[Exercise prompt]
Word for word, retype every line of the data.

[Recorded information]
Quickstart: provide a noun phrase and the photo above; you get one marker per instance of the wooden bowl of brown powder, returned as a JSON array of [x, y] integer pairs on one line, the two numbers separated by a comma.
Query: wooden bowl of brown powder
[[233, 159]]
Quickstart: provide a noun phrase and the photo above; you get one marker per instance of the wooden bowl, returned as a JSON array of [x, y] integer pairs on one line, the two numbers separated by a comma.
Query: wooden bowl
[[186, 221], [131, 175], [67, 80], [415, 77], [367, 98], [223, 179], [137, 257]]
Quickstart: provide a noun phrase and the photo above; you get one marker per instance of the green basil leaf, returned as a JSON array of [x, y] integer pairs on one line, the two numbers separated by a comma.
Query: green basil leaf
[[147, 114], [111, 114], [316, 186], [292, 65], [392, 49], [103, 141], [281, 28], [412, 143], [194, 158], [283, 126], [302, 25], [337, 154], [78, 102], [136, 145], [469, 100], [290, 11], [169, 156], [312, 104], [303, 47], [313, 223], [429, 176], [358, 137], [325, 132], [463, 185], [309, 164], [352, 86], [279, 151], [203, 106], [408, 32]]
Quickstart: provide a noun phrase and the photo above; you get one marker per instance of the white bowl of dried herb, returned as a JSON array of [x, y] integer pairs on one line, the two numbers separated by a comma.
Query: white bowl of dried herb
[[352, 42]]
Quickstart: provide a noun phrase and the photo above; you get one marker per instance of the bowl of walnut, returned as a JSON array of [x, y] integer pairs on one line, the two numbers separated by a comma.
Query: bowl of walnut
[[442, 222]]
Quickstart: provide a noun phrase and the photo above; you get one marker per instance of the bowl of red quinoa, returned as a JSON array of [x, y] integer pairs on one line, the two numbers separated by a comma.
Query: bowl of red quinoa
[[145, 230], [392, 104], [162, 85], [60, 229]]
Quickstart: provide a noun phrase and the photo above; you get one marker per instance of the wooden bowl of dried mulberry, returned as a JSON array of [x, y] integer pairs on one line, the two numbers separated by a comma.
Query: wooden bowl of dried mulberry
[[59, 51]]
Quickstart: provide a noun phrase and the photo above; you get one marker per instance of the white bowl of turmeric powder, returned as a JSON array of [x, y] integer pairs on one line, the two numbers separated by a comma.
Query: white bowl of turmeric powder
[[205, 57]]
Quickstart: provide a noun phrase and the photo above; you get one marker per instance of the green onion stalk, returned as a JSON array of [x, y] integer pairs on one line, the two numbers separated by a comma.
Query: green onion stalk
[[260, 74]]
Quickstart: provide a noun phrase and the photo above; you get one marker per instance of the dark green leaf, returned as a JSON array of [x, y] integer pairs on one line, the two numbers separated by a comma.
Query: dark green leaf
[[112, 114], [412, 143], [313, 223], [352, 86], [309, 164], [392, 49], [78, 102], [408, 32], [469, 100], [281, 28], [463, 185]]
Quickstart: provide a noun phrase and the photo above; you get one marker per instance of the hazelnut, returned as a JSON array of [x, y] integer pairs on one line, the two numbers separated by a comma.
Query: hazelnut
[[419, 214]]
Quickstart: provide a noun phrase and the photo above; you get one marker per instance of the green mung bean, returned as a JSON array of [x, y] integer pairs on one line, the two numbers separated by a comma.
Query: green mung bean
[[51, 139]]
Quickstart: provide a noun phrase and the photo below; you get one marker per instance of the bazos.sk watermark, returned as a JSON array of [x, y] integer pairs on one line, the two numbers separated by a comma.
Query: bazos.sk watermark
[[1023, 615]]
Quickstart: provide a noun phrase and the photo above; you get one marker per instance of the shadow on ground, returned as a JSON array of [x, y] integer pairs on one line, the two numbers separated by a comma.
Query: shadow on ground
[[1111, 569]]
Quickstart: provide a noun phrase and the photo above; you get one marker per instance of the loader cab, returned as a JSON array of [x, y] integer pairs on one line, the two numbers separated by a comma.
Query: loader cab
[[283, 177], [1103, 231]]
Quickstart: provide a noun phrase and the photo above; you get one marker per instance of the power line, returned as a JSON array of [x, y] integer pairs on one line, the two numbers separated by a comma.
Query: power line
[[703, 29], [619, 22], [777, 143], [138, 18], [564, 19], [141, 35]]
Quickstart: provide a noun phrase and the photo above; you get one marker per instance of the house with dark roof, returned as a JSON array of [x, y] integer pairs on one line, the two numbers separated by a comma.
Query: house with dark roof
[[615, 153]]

[Expected answer]
Quickstart: provide a noun phrase and the photo above; you get one marker per instance of the wooden bowl of brown powder, returned as a JSON array of [x, y] integer pairs on one line, the two numbers separated by a comma.
Query: wooden bowl of brown powder
[[233, 159]]
Quickstart: provide a noun phrase and the photo above; you get one marker per instance of the wooden bowl, returned as a JSON array of [x, y] integer pairs on one line, the two numbers separated by a comma.
Query: wooden bowl
[[186, 221], [131, 175], [67, 80], [415, 77], [367, 98], [223, 179], [137, 257]]
Quickstart: provide a noun phrase and the photo above; you get one marker per instance of the green basil leaf, returned as a JSON array of [x, y] integer pairs on one line, the two numbers separated by a comma.
Query: green basil leaf
[[147, 114], [111, 114], [316, 186], [292, 65], [392, 49], [103, 141], [281, 28], [412, 143], [194, 158], [283, 126], [302, 25], [337, 154], [78, 102], [136, 145], [469, 100], [290, 11], [169, 156], [312, 104], [303, 47], [313, 223], [429, 176], [358, 137], [325, 132], [463, 185], [309, 164], [352, 86], [279, 151], [203, 106], [408, 32]]
Quickstart: provide a noun phrase and the photo above; you get one marker per instance of the white bowl of dried herb, returned as a JSON array of [x, y] integer pairs on one line, the two numbers separated by a comma.
Query: white bowl of dried herb
[[352, 42]]
Quickstart: provide a noun phrase and the photo above; you get one marker per instance of the bowl of walnut, returned as a JSON array of [x, y] integer pairs on one line, the two numbers separated by a comma.
Query: bowl of walnut
[[442, 222]]
Quickstart: provide a noun phrase and the photo above; you get one marker per instance of the bowl of red quinoa, returned as a JSON array of [x, y] integer pairs on one line, the two numbers separated by a comma.
Query: bowl of red quinoa
[[145, 230], [392, 104], [162, 85], [60, 229]]
Quickstart: provide a noun phrase and the photo above; you get one marker per instance of the wooden bowl of dried mulberry, returned as a JSON array of [x, y] integer pairs on one line, the two numbers separated by a comma.
Query: wooden bowl of dried mulberry
[[59, 51]]
Quickstart: provide a noun phrase and the photo above; you get one marker per instance of the white bowl of turmeric powder, returned as a JSON array of [x, y] integer pairs on one line, the two numbers separated by a comma.
Query: white bowl of turmeric powder
[[205, 57]]
Quickstart: provide a noun phrase and the photo above; you get one marker per instance of the green onion stalk, returned as a JSON array of [x, y] integer pairs on one line, the two numbers separated by a comma.
Query: green onion stalk
[[260, 74]]
Quickstart: provide a noun phrase and the photo above; you get one marker per instance of the dark green leaf, returned as a JSON array of [x, y] integer pairs on one line, the two numbers separated by a comma.
Query: dark green leaf
[[112, 114], [412, 143], [313, 223], [352, 86], [309, 164], [392, 49], [78, 102], [408, 32], [469, 100], [281, 28], [463, 185]]
Quickstart: provide a noun phrase and the photo above; you get one marker per instance of the hazelnut, returned as a JSON array of [x, y] integer pairs on one line, the two numbers separated by a comma.
Query: hazelnut
[[419, 214]]
Quickstart: provide a noun phrase and the photo above; you get one marker per instance of the green mung bean, returned as a JSON array of [x, y] integer pairs on one line, the two numbers separated by a comma.
Query: green mung bean
[[51, 139]]
Quickstart: provide a noun phrase and the photo below; you get one marker per instance of the bazos.sk watermark, returned as a JSON array of [x, y] integer pairs on one line, the two numbers separated by a comma.
Query: bazos.sk watermark
[[1023, 615]]
Quickstart: provide a noun phrase and the photo above; you get one marker per instance of the shadow on ground, returned as a JSON array of [x, y] integer pairs on one line, the two numbers separated by a comma.
Query: shadow on ground
[[1111, 569]]
Quickstart: provide a noun phrase and the photo above; you get one marker per instance of the loader cab, returned as a JSON array of [x, y] integer pairs on one line, the two numbers separated by a comma.
Query: loader cab
[[283, 177], [1103, 231]]
Quickstart: provide a noun phrase and the photo above; you get one marker per instance of the power line, returned as a JSON array of [x, y] integer pairs on one line, the two numbers separated by a comma.
Query: power line
[[703, 29], [619, 22], [777, 143], [138, 18], [564, 19], [141, 35]]
Quickstart: provide a noun phrase and the photo above; you get one marker per instance of the house with dark roof, returned as a JSON array of [x, y] integer pairs on one line, the two numbers separated by a comma.
Query: house with dark roof
[[615, 153]]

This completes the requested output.